* _PROMPT_: Give the records again in full, exactly as written.

* _RECORDS_:
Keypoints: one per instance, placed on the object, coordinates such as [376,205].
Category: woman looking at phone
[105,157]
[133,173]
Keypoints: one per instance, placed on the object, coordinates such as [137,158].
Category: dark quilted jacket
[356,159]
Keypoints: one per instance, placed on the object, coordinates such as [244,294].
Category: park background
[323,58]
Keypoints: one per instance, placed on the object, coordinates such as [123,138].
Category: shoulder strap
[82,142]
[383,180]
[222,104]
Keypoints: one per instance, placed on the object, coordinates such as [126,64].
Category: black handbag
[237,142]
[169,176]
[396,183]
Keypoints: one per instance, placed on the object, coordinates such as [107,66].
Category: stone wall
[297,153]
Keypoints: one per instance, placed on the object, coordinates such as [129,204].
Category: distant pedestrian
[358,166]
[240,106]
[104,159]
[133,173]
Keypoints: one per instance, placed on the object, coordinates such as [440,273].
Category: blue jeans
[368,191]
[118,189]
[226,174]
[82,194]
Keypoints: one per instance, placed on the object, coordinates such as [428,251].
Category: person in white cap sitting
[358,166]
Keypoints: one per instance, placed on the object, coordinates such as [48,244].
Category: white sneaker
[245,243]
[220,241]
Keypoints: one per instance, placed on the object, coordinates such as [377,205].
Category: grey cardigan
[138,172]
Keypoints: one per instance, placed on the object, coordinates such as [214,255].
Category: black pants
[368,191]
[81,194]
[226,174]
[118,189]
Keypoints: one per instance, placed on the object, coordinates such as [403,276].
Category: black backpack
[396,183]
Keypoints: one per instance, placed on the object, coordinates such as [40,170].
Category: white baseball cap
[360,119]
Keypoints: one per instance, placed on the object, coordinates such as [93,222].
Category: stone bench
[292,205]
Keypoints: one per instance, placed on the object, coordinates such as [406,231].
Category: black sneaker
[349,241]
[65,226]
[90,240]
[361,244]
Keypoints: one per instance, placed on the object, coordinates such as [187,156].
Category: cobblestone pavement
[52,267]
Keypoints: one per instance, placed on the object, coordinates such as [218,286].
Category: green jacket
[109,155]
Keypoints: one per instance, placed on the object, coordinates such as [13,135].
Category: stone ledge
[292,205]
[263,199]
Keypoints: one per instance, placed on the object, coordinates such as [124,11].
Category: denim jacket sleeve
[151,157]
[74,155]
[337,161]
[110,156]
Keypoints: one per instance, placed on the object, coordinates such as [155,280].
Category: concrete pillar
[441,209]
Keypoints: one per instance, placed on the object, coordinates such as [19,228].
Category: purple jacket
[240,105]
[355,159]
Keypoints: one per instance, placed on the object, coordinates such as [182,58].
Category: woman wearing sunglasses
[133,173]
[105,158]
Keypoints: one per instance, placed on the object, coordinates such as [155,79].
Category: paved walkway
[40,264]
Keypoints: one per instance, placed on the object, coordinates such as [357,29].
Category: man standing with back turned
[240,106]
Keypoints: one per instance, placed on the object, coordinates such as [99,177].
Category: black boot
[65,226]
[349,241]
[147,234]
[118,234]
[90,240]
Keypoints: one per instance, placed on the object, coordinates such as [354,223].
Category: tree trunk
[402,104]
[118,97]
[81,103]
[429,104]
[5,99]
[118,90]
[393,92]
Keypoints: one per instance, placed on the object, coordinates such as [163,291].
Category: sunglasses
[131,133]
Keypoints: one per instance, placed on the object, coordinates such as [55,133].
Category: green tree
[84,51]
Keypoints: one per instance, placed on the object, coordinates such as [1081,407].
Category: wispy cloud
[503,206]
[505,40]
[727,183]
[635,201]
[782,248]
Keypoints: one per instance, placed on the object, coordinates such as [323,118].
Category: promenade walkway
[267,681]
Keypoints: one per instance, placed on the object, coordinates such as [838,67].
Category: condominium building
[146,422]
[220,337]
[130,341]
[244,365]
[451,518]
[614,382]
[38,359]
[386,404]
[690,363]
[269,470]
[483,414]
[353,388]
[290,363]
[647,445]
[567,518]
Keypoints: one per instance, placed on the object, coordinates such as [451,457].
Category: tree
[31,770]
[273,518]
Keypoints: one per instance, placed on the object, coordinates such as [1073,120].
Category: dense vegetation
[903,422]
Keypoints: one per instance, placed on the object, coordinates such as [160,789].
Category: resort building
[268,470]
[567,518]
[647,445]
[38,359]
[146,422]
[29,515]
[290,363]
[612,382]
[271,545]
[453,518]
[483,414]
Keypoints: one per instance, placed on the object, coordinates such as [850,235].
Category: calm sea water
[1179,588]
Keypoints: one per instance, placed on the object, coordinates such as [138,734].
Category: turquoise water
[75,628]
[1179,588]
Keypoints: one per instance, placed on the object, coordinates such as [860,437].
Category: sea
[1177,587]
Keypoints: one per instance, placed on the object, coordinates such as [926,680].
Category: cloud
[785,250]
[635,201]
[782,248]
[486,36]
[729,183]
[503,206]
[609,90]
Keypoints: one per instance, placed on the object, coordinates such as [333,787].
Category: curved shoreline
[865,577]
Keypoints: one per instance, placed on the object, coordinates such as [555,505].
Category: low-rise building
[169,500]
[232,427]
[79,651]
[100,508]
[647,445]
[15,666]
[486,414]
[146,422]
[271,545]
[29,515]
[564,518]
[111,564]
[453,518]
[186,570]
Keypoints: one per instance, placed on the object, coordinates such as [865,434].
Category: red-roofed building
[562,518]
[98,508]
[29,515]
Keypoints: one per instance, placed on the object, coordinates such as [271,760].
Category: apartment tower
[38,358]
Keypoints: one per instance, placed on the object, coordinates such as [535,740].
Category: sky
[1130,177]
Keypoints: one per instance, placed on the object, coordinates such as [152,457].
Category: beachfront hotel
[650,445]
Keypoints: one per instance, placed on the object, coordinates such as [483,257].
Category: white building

* _THE ANSWER_:
Keypoints: one per instance, placed on the object, coordinates such as [376,205].
Category: woman looking at phone
[105,157]
[133,173]
Keypoints: one per instance, placed on the object, coordinates such as [137,158].
Category: dark quilted jacket
[356,159]
Keypoints: one per instance, placed on the object, coordinates such as [244,294].
Category: park background
[323,58]
Keypoints: one per instance, placed on the object, coordinates such as [123,138].
Category: shoulder strap
[82,142]
[383,180]
[222,104]
Keypoints: one per instance, placed on the object, coordinates such as [126,64].
Category: black handbag
[237,142]
[169,176]
[396,183]
Keypoints: one per instance, placed on the object, coordinates such as [107,66].
Category: stone wall
[297,153]
Keypoints: one per instance, placed on the object, coordinates such as [129,204].
Category: distant pedestrian
[358,166]
[240,106]
[104,159]
[133,173]
Keypoints: one per instance, placed on the object, coordinates such as [440,273].
Category: blue jeans
[368,191]
[118,189]
[226,174]
[82,194]
Keypoints: one per instance, placed on the object, coordinates such as [428,251].
Category: person in white cap sitting
[358,166]
Keypoints: one per instance, placed on the object, coordinates such as [48,244].
Category: white sneaker
[245,243]
[220,241]
Keypoints: one per instance, placed on the object, coordinates such as [377,205].
Category: grey cardigan
[138,172]
Keypoints: one per instance, placed on the object, coordinates such as [214,255].
Category: black pants
[368,191]
[81,194]
[226,174]
[118,189]
Keypoints: one per instance, placed on the object, coordinates such as [403,276].
Category: black backpack
[396,183]
Keypoints: one per instance, placed on the object, coordinates such as [40,170].
Category: white baseball cap
[360,119]
Keypoints: one per instance, placed on the object, coordinates such as [93,222].
Category: stone bench
[292,205]
Keypoints: one per instance, placed on the object, coordinates such as [406,231].
Category: black sneaker
[349,241]
[65,226]
[90,240]
[361,244]
Keypoints: one per instance, placed on the object, coordinates such as [187,156].
Category: cobblestone pavement
[52,267]
Keypoints: one per instance, placed on the object, coordinates such as [218,286].
Category: green jacket
[109,155]
Keypoints: one per instance, placed on the object, coordinates such as [13,135].
Category: stone ledge
[292,205]
[263,199]
Keypoints: one per instance, placed on the object, coordinates such as [124,11].
Category: denim jacket sleeve
[151,157]
[74,155]
[337,161]
[110,156]
Keypoints: one per instance, placed on the object, coordinates such as [155,280].
Category: concrete pillar
[441,209]
Keypoints: one per instance, placed on the object, coordinates such as [19,228].
Category: purple jacket
[240,105]
[355,159]
Keypoints: one per instance, placed on the object, coordinates such as [182,58].
Category: woman wearing sunglasses
[133,173]
[105,158]
Keypoints: one per instance, placed on the object, coordinates such as [155,79].
Category: paved walkway
[40,264]
Keypoints: one per instance, placed on the object, coordinates such as [357,29].
Category: man standing with back turned
[240,106]
Keypoints: one per instance, placed on the object, coordinates such as [99,177].
Category: black boot
[65,226]
[349,241]
[147,234]
[118,234]
[90,240]
Keypoints: one per instance, placed on the object, coordinates such as [354,223].
Category: tree trunk
[402,104]
[118,97]
[81,103]
[429,104]
[5,99]
[118,90]
[393,92]
Keypoints: one per instance, placed on the object, coordinates such as [163,291].
Category: sunglasses
[131,133]
Keypoints: one per instance, placed on the object, coordinates such as [55,133].
Category: green tree
[84,51]
Keypoints: one per instance, placed on the object, coordinates such as [1081,407].
Category: wispy cloud
[503,206]
[505,40]
[727,183]
[635,201]
[782,248]
Keypoints: one per instance, placed on the object, coordinates such as [323,118].
Category: promenade walkway
[267,681]
Keypoints: one per instance, placed on the object, coordinates such as [838,67].
Category: condominium building
[146,422]
[220,337]
[130,341]
[244,365]
[451,518]
[614,382]
[38,359]
[386,404]
[690,363]
[269,470]
[483,414]
[353,388]
[290,363]
[647,445]
[567,518]
Keypoints: one per instance, placed on the object, coordinates such as [451,457].
Category: tree
[31,770]
[273,518]
Keypoints: one per instance, placed on the object, coordinates such as [1073,120].
Category: dense vegetation
[903,422]
Keypoints: one per instance, placed on the object, coordinates such as [160,789].
Category: resort building
[268,470]
[567,518]
[647,445]
[38,359]
[146,422]
[29,515]
[290,363]
[612,382]
[271,545]
[453,518]
[483,414]
Keypoints: one per instance, placed on the object, coordinates such as [850,235].
Category: calm sea water
[1179,588]
Keypoints: one per instance, placed on the object, coordinates such as [138,734].
Category: turquoise water
[75,628]
[1179,588]
Keypoints: one per instance, placed on the object, coordinates such as [860,437].
Category: sea
[1177,587]
Keypoints: one per instance, placed on the object, coordinates such as [926,680].
Category: cloud
[785,250]
[635,201]
[782,248]
[486,36]
[729,183]
[503,206]
[609,90]
Keypoints: one per instance, placed on the object, coordinates such as [333,787].
Category: curved shoreline
[865,577]
Keypoints: one per instance, placed on the object, coordinates such as [555,505].
Category: low-rise building
[169,500]
[232,427]
[79,651]
[100,508]
[647,445]
[15,666]
[486,414]
[146,422]
[271,545]
[29,515]
[564,518]
[111,564]
[453,518]
[186,570]
Keypoints: one per instance, placed on the object, coordinates such as [865,434].
Category: red-roofed building
[562,518]
[98,508]
[29,515]
Keypoints: one per instance, placed on the object, coordinates such as [271,760].
Category: apartment tower
[38,358]
Keypoints: one per instance, placed on the object, coordinates such as [535,740].
Category: sky
[1130,177]
Keypoints: one per instance, placed on the object, coordinates such as [152,457].
Category: beachfront hotel
[650,445]
Keypoints: one per instance, placed on the object, coordinates such as [483,257].
Category: white building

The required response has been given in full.